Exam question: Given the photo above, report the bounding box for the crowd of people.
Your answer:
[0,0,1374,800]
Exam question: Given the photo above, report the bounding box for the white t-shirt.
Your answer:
******
## WRITTEN PROBLEM
Rewrite every line of the listing with "Exam question" switched to "Test item", keeping everything else the same.

## ANSWER
Test item: Given the photo above, report the bounding box for the crowd of people.
Your answer:
[0,0,1374,800]
Test item: Given the photo above, report the bounding box for the white t-shirt.
Your answer:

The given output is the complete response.